* AUFGABENSTELLUNG *
Gib sämtliche folgenden Zeilen als JSON-Liste von Strings aus, mit genau einem String pro Zeile. Leerzeilen werden dabei ausgelassen.

▼

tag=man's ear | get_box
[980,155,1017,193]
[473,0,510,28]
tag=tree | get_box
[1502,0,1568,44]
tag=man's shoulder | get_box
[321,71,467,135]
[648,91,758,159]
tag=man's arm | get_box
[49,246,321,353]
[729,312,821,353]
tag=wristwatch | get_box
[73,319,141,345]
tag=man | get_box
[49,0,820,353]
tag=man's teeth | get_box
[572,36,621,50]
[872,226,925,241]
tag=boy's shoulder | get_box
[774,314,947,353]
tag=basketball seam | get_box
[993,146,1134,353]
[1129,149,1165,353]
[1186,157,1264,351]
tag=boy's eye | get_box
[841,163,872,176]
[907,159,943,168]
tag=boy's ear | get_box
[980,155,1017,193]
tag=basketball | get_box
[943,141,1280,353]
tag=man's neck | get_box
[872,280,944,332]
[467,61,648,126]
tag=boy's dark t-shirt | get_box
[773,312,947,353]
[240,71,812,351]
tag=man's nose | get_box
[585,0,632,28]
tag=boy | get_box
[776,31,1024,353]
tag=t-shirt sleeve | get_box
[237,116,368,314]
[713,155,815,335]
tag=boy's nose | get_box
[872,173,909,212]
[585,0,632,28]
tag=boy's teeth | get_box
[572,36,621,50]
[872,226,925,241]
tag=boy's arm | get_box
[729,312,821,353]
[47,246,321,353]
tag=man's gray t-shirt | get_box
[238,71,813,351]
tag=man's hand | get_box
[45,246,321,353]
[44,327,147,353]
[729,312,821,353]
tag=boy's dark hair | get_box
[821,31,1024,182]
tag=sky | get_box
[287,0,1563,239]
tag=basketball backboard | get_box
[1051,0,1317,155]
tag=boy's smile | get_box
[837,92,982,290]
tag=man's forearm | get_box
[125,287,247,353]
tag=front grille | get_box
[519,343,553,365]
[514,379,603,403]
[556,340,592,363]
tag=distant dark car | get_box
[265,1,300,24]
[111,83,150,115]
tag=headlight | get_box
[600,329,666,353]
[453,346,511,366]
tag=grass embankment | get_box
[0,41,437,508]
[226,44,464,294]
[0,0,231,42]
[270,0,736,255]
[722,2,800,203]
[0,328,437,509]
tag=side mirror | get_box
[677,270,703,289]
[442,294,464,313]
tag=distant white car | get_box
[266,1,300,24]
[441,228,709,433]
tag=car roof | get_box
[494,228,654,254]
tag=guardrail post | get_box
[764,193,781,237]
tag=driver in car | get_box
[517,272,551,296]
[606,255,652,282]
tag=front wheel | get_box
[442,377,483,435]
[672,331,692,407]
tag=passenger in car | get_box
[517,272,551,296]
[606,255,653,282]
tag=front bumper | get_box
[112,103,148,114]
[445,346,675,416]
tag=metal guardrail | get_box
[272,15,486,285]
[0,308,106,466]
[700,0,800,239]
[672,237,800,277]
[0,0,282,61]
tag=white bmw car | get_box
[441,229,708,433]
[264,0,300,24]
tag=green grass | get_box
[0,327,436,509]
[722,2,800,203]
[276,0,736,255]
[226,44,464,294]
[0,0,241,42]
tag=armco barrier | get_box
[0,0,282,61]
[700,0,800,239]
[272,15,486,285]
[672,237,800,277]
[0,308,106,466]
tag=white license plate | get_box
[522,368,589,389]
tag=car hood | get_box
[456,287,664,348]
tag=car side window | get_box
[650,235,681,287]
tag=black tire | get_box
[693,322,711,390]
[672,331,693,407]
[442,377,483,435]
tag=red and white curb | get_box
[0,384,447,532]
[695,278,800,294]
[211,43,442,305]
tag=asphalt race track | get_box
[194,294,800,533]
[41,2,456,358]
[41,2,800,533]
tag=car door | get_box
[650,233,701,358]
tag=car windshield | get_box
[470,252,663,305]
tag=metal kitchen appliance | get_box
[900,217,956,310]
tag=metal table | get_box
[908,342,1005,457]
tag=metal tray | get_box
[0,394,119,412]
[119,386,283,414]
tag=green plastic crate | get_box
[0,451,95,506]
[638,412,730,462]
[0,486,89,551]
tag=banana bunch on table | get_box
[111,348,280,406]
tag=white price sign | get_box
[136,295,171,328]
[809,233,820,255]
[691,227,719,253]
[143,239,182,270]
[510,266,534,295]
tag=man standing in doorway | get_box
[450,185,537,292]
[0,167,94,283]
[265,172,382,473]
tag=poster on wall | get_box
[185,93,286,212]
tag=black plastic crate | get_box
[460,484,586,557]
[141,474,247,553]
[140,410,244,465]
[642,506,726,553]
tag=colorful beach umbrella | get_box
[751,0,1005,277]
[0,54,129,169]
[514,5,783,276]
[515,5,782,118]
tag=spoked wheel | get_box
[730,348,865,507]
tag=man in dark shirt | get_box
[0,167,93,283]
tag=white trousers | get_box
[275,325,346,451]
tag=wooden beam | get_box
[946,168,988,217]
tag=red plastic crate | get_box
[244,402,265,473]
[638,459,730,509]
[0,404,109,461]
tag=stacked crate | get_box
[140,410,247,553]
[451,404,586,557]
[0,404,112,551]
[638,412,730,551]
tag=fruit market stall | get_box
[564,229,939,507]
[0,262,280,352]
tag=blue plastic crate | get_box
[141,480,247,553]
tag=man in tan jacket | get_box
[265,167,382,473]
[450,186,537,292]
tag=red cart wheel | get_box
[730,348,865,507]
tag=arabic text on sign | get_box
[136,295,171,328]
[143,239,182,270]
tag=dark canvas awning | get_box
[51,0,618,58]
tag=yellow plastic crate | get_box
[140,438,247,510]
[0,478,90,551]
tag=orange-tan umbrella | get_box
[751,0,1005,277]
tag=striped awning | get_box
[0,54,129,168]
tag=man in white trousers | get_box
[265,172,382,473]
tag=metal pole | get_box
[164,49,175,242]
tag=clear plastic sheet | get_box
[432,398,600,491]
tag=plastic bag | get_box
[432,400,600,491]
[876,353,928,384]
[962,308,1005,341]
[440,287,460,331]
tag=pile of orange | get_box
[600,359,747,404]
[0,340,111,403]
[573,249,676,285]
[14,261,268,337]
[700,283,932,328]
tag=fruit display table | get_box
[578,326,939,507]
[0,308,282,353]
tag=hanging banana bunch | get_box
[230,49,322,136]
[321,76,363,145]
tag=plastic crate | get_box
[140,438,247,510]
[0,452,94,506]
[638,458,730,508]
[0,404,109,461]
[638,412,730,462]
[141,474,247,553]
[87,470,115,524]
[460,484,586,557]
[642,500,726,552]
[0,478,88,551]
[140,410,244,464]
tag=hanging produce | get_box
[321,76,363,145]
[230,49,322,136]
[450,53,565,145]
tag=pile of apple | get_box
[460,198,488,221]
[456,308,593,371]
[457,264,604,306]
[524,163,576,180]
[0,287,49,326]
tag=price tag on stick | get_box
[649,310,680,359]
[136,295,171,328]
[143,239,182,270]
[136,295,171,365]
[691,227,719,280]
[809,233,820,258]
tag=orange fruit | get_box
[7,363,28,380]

▲

* LÖSUNG *
[
  "tag=man's ear | get_box",
  "[980,155,1017,193]",
  "[473,0,510,28]",
  "tag=tree | get_box",
  "[1502,0,1568,44]",
  "tag=man's shoulder | get_box",
  "[321,71,467,135]",
  "[648,91,758,159]",
  "tag=man's arm | get_box",
  "[49,246,321,353]",
  "[729,312,821,353]",
  "tag=wristwatch | get_box",
  "[73,319,141,345]",
  "tag=man | get_box",
  "[49,0,820,353]",
  "tag=man's teeth | get_box",
  "[572,36,621,50]",
  "[872,226,925,241]",
  "tag=boy's shoulder | get_box",
  "[774,314,947,353]",
  "tag=basketball seam | get_box",
  "[993,146,1134,353]",
  "[1129,149,1165,353]",
  "[1186,157,1264,351]",
  "tag=boy's eye | get_box",
  "[841,163,872,176]",
  "[907,159,943,168]",
  "tag=boy's ear | get_box",
  "[980,155,1017,193]",
  "tag=basketball | get_box",
  "[943,141,1280,353]",
  "tag=man's neck | get_box",
  "[872,280,944,332]",
  "[467,61,648,126]",
  "tag=boy's dark t-shirt | get_box",
  "[773,312,947,353]",
  "[240,71,812,351]",
  "tag=man's nose | get_box",
  "[585,0,632,28]",
  "tag=boy | get_box",
  "[776,31,1024,353]",
  "tag=t-shirt sleeve | get_box",
  "[237,116,368,314]",
  "[713,155,815,335]",
  "tag=boy's nose | get_box",
  "[872,173,909,212]",
  "[585,0,632,28]",
  "tag=boy's teeth | get_box",
  "[572,36,621,50]",
  "[872,226,925,241]",
  "tag=boy's arm | get_box",
  "[729,312,821,353]",
  "[47,246,321,353]",
  "tag=man's gray t-shirt | get_box",
  "[238,71,813,351]",
  "tag=man's hand | get_box",
  "[45,246,321,353]",
  "[44,327,147,353]",
  "[729,312,821,353]",
  "tag=boy's dark hair | get_box",
  "[821,31,1024,182]",
  "tag=sky | get_box",
  "[287,0,1563,239]",
  "tag=basketball backboard | get_box",
  "[1051,0,1317,155]",
  "tag=boy's smile | get_box",
  "[837,92,982,290]",
  "tag=man's forearm | get_box",
  "[125,287,247,353]",
  "tag=front grille | get_box",
  "[519,343,553,365]",
  "[514,379,603,403]",
  "[556,340,592,363]",
  "tag=distant dark car | get_box",
  "[265,1,300,24]",
  "[111,83,150,115]",
  "tag=headlight | get_box",
  "[600,329,666,353]",
  "[453,346,511,366]",
  "tag=grass embankment | get_box",
  "[0,41,437,508]",
  "[226,44,464,294]",
  "[0,0,231,42]",
  "[270,0,736,255]",
  "[722,2,800,203]",
  "[0,328,437,509]",
  "tag=side mirror | get_box",
  "[677,270,703,289]",
  "[442,294,464,313]",
  "tag=distant white car | get_box",
  "[266,1,300,24]",
  "[441,228,709,433]",
  "tag=car roof | get_box",
  "[494,228,654,254]",
  "tag=guardrail post | get_box",
  "[764,193,781,237]",
  "tag=driver in car | get_box",
  "[517,272,551,296]",
  "[606,255,652,282]",
  "tag=front wheel | get_box",
  "[442,377,483,435]",
  "[672,331,692,407]",
  "tag=passenger in car | get_box",
  "[517,272,551,296]",
  "[606,255,653,282]",
  "tag=front bumper | get_box",
  "[112,103,148,114]",
  "[445,346,675,416]",
  "tag=metal guardrail | get_box",
  "[272,15,486,285]",
  "[0,308,106,466]",
  "[700,0,800,239]",
  "[672,237,800,277]",
  "[0,0,282,61]",
  "tag=white bmw car | get_box",
  "[441,229,708,433]",
  "[264,0,300,24]",
  "tag=green grass | get_box",
  "[0,327,436,509]",
  "[722,2,800,203]",
  "[276,0,736,255]",
  "[226,44,464,294]",
  "[0,0,241,42]",
  "tag=armco barrier | get_box",
  "[0,0,282,61]",
  "[700,0,800,239]",
  "[272,15,486,285]",
  "[672,237,800,277]",
  "[0,308,106,466]",
  "tag=white license plate | get_box",
  "[522,368,589,389]",
  "tag=car hood | get_box",
  "[456,287,664,348]",
  "tag=car side window | get_box",
  "[650,235,681,287]",
  "tag=black tire | get_box",
  "[693,322,711,390]",
  "[672,331,693,407]",
  "[442,377,483,435]",
  "tag=red and white curb | get_box",
  "[0,384,447,532]",
  "[695,278,800,294]",
  "[211,43,442,305]",
  "tag=asphalt race track | get_box",
  "[194,294,800,533]",
  "[41,2,456,358]",
  "[41,2,800,533]",
  "tag=car door | get_box",
  "[650,233,701,358]",
  "tag=car windshield | get_box",
  "[470,252,663,305]",
  "tag=metal kitchen appliance | get_box",
  "[900,217,956,310]",
  "tag=metal table | get_box",
  "[908,342,1005,457]",
  "tag=metal tray | get_box",
  "[0,394,119,412]",
  "[119,386,283,414]",
  "tag=green plastic crate | get_box",
  "[0,451,95,506]",
  "[638,412,730,462]",
  "[0,486,89,551]",
  "tag=banana bunch on table | get_box",
  "[111,348,280,406]",
  "tag=white price sign | get_box",
  "[136,295,171,328]",
  "[809,233,820,255]",
  "[691,227,719,253]",
  "[143,239,182,270]",
  "[510,266,534,295]",
  "tag=man standing in doorway | get_box",
  "[450,185,537,292]",
  "[0,167,94,283]",
  "[265,172,382,473]",
  "tag=poster on wall | get_box",
  "[185,93,286,212]",
  "tag=black plastic crate | get_box",
  "[460,484,586,557]",
  "[141,474,247,553]",
  "[140,410,244,465]",
  "[642,506,726,553]",
  "tag=colorful beach umbrella | get_box",
  "[751,0,1005,277]",
  "[0,54,129,169]",
  "[514,5,783,276]",
  "[515,5,782,118]",
  "tag=spoked wheel | get_box",
  "[730,348,865,507]",
  "tag=man in dark shirt | get_box",
  "[0,167,93,283]",
  "tag=white trousers | get_box",
  "[275,325,346,451]",
  "tag=wooden beam | get_box",
  "[946,168,988,217]",
  "tag=red plastic crate | get_box",
  "[244,402,265,473]",
  "[638,459,730,509]",
  "[0,404,109,461]",
  "tag=stacked crate | get_box",
  "[140,410,247,553]",
  "[451,404,586,557]",
  "[0,404,112,551]",
  "[638,412,730,551]",
  "tag=fruit market stall | get_box",
  "[564,229,939,507]",
  "[0,262,280,352]",
  "tag=blue plastic crate | get_box",
  "[141,480,247,553]",
  "tag=man in tan jacket | get_box",
  "[265,167,382,473]",
  "[450,186,537,292]",
  "tag=red cart wheel | get_box",
  "[730,348,865,507]",
  "tag=arabic text on sign | get_box",
  "[136,295,171,328]",
  "[143,239,182,270]",
  "tag=dark canvas awning | get_box",
  "[51,0,618,58]",
  "tag=yellow plastic crate | get_box",
  "[140,438,247,510]",
  "[0,478,90,551]",
  "tag=orange-tan umbrella | get_box",
  "[751,0,1005,277]",
  "tag=striped awning | get_box",
  "[0,54,129,168]",
  "tag=man in white trousers | get_box",
  "[265,172,382,473]",
  "tag=metal pole | get_box",
  "[164,49,175,242]",
  "tag=clear plastic sheet | get_box",
  "[432,398,600,491]",
  "tag=plastic bag | get_box",
  "[432,400,600,491]",
  "[876,353,928,384]",
  "[962,308,1005,341]",
  "[440,287,460,331]",
  "tag=pile of orange | get_box",
  "[600,359,747,404]",
  "[0,340,111,403]",
  "[573,249,676,285]",
  "[14,261,268,337]",
  "[700,283,932,328]",
  "tag=fruit display table | get_box",
  "[578,326,939,507]",
  "[0,308,282,353]",
  "tag=hanging banana bunch | get_box",
  "[230,49,322,136]",
  "[321,76,363,145]",
  "tag=plastic crate | get_box",
  "[140,438,247,510]",
  "[0,452,94,506]",
  "[638,458,730,508]",
  "[0,404,109,461]",
  "[638,412,730,462]",
  "[141,474,247,553]",
  "[87,470,115,524]",
  "[460,484,586,557]",
  "[642,500,726,552]",
  "[0,478,88,551]",
  "[140,410,244,464]",
  "tag=hanging produce | get_box",
  "[321,76,363,145]",
  "[230,49,322,136]",
  "[450,53,565,145]",
  "tag=pile of apple | get_box",
  "[460,198,488,221]",
  "[456,308,593,371]",
  "[457,264,604,306]",
  "[524,163,576,180]",
  "[0,287,49,326]",
  "tag=price tag on stick | get_box",
  "[649,310,680,359]",
  "[136,295,171,328]",
  "[143,239,182,270]",
  "[136,295,171,365]",
  "[691,227,719,280]",
  "[809,233,820,258]",
  "tag=orange fruit | get_box",
  "[7,363,28,380]"
]